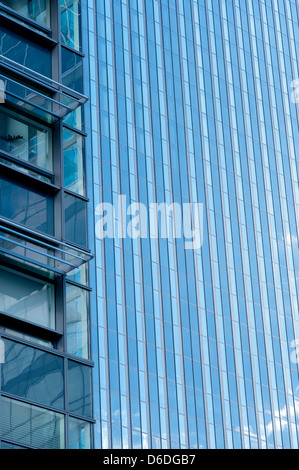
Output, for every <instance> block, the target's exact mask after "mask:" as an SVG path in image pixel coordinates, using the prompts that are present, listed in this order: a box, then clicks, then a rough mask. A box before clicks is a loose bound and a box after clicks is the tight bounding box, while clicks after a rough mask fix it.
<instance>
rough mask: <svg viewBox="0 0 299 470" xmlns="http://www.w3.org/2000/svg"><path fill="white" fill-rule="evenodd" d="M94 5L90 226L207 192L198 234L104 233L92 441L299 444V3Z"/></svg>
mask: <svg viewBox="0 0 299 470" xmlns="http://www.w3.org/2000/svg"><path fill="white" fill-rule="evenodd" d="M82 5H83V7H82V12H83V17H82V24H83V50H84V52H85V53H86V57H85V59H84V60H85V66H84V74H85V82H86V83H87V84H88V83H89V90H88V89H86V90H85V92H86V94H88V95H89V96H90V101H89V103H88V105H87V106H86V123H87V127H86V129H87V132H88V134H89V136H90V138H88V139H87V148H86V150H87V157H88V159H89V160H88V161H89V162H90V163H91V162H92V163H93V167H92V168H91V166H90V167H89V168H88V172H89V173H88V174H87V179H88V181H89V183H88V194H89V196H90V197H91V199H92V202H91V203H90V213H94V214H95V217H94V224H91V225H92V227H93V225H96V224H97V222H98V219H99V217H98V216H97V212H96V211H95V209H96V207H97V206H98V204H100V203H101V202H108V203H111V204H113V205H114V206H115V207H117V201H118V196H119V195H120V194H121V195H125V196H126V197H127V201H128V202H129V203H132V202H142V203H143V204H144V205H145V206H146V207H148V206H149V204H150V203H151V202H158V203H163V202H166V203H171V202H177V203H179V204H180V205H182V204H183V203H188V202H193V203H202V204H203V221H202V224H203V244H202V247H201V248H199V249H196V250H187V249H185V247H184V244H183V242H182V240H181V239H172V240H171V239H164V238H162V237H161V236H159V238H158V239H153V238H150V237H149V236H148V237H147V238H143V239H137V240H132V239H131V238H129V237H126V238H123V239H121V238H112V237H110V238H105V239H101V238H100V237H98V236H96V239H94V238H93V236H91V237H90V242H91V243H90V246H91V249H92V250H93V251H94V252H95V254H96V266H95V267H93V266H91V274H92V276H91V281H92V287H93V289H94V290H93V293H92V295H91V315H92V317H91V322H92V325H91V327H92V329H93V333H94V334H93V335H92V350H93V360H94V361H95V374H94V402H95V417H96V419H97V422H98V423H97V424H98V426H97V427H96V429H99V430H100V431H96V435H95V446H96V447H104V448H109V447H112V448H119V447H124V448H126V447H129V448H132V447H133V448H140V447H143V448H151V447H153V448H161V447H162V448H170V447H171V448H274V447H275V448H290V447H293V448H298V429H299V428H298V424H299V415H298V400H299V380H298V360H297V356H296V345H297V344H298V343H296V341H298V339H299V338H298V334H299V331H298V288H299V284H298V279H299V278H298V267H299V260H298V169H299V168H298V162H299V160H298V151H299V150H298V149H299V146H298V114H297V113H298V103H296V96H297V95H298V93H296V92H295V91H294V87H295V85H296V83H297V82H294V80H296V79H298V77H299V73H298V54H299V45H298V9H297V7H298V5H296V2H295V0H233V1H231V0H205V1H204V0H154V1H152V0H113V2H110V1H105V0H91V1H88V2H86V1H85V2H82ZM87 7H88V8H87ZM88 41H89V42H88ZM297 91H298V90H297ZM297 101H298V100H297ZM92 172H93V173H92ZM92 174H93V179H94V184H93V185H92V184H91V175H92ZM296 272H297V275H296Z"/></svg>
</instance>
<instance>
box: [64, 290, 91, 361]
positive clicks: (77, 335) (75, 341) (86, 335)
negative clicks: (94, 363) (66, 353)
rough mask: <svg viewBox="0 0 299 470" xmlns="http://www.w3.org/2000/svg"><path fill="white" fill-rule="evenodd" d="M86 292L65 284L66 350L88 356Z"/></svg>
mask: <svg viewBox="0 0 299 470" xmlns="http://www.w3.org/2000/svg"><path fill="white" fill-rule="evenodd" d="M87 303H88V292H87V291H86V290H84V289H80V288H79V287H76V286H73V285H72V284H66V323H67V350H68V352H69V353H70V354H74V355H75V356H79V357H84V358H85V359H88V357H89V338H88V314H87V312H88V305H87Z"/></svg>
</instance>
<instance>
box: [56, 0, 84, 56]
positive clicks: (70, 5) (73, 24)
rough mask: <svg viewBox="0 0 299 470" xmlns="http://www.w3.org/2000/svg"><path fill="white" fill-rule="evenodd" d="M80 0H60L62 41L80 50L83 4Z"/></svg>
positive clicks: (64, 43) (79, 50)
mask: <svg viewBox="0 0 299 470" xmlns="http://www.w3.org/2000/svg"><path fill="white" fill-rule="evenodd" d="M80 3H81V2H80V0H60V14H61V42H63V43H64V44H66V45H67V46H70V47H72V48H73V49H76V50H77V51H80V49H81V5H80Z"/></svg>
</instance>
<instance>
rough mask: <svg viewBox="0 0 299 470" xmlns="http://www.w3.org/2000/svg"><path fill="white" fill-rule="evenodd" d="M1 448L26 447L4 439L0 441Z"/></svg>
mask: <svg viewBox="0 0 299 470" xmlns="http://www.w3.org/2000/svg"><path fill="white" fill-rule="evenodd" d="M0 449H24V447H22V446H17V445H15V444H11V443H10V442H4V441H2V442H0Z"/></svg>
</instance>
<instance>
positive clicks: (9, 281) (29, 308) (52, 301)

▬▬▬▬▬▬▬▬▬▬

Please copy all of the material above line for line, without the pictures.

Output, for every <instance> block, the target's exact mask after "mask:" as an SVG path in image pixel coordinates, using the prompts that are present, listed in this order: a box, then clicks, then a rough mask. A box before clicks is a loose bound and a box after clicks is the tight bounding box, while clicks after a rough mask fix it.
<instance>
rough mask: <svg viewBox="0 0 299 470" xmlns="http://www.w3.org/2000/svg"><path fill="white" fill-rule="evenodd" d="M94 5L90 226L207 192L198 234L104 233L92 441L299 444V3Z"/></svg>
mask: <svg viewBox="0 0 299 470" xmlns="http://www.w3.org/2000/svg"><path fill="white" fill-rule="evenodd" d="M82 5H83V7H82V12H83V17H82V24H83V50H84V52H85V53H86V57H85V59H84V60H85V66H84V74H85V82H86V83H87V84H88V83H89V90H88V89H86V90H85V92H86V94H88V95H89V96H90V101H89V103H88V105H87V106H86V123H87V127H86V129H87V132H88V134H89V136H90V138H88V139H87V148H86V150H87V157H88V159H89V160H88V161H89V162H90V163H91V162H92V163H93V167H92V168H91V166H90V167H89V168H88V172H89V173H88V174H87V179H88V181H89V183H88V194H89V196H90V197H91V199H92V202H91V203H90V213H94V214H95V217H94V224H91V225H92V227H93V225H96V224H97V222H98V219H99V217H98V216H97V212H96V211H95V209H96V207H97V206H98V204H100V203H101V202H108V203H111V204H113V205H114V206H115V207H117V201H118V196H119V195H120V194H121V195H125V196H126V197H127V201H128V202H129V203H132V202H142V203H143V204H144V205H145V206H146V207H148V206H149V204H150V203H151V202H158V203H163V202H166V203H171V202H177V203H179V204H180V205H182V204H183V203H188V202H193V203H202V204H203V221H202V224H203V244H202V247H201V248H199V249H196V250H187V249H185V247H184V244H183V242H182V240H181V239H172V240H171V239H164V238H162V237H161V236H159V238H158V239H153V238H150V237H149V236H148V237H147V238H143V239H137V240H132V239H131V238H129V237H126V238H123V239H121V238H112V237H110V238H105V239H101V238H100V237H98V236H96V239H94V238H93V236H91V237H90V242H91V243H90V246H91V249H92V250H93V251H94V252H95V254H96V266H95V267H93V266H91V274H92V276H91V281H92V287H93V289H94V290H93V293H92V295H91V315H92V317H91V322H92V325H91V327H92V329H93V333H94V334H93V335H92V350H93V360H94V361H95V374H94V402H95V417H96V419H97V422H98V423H97V424H98V426H97V427H96V429H99V430H100V431H96V435H95V446H96V447H104V448H109V447H112V448H119V447H124V448H126V447H129V448H132V447H133V448H140V447H143V448H151V447H153V448H161V447H162V448H170V447H171V448H274V447H275V448H290V447H293V448H298V429H299V428H298V424H299V415H298V400H299V380H298V360H297V356H296V345H297V344H298V343H296V341H298V339H299V338H298V334H299V331H298V288H299V284H298V279H299V278H298V267H299V260H298V169H299V168H298V162H299V160H298V151H299V150H298V149H299V146H298V114H297V113H298V103H296V96H297V95H298V93H296V92H295V91H294V87H295V85H296V83H297V82H294V80H296V79H298V77H299V73H298V54H299V45H298V9H297V7H298V5H296V2H295V0H233V1H231V0H205V1H204V0H154V1H152V0H113V2H110V1H105V0H91V1H88V2H86V1H85V2H82ZM87 7H88V8H87ZM88 41H89V42H88ZM297 91H298V90H297ZM297 101H298V100H297ZM92 172H93V173H92ZM92 174H93V179H94V184H93V185H92V184H91V175H92ZM296 272H297V275H296Z"/></svg>
</instance>
<instance>
box: [64, 290, 91, 361]
positive clicks: (77, 335) (75, 341) (86, 335)
negative clicks: (94, 363) (66, 353)
rough mask: <svg viewBox="0 0 299 470" xmlns="http://www.w3.org/2000/svg"><path fill="white" fill-rule="evenodd" d="M86 292L65 284L66 350L88 356Z"/></svg>
mask: <svg viewBox="0 0 299 470" xmlns="http://www.w3.org/2000/svg"><path fill="white" fill-rule="evenodd" d="M87 303H88V292H87V291H86V290H84V289H80V288H79V287H76V286H73V285H72V284H66V323H67V350H68V352H69V353H70V354H74V355H75V356H79V357H84V358H85V359H88V357H89V338H88V314H87V312H88V305H87Z"/></svg>
</instance>
<instance>
box: [56, 0, 84, 56]
positive clicks: (70, 5) (73, 24)
rough mask: <svg viewBox="0 0 299 470" xmlns="http://www.w3.org/2000/svg"><path fill="white" fill-rule="evenodd" d="M80 0H60L62 41L80 50L83 4Z"/></svg>
positive clicks: (64, 43) (79, 50)
mask: <svg viewBox="0 0 299 470" xmlns="http://www.w3.org/2000/svg"><path fill="white" fill-rule="evenodd" d="M80 3H81V2H80V0H60V14H61V42H63V43H64V44H66V45H67V46H70V47H72V48H73V49H76V50H77V51H80V49H81V5H80Z"/></svg>
</instance>
<instance>
rough mask: <svg viewBox="0 0 299 470" xmlns="http://www.w3.org/2000/svg"><path fill="white" fill-rule="evenodd" d="M1 448L26 447L4 439L0 441Z"/></svg>
mask: <svg viewBox="0 0 299 470" xmlns="http://www.w3.org/2000/svg"><path fill="white" fill-rule="evenodd" d="M0 449H24V447H22V446H17V445H15V444H11V443H10V442H4V441H2V442H0Z"/></svg>
</instance>
<instance>
positive clicks: (9, 281) (29, 308) (52, 301)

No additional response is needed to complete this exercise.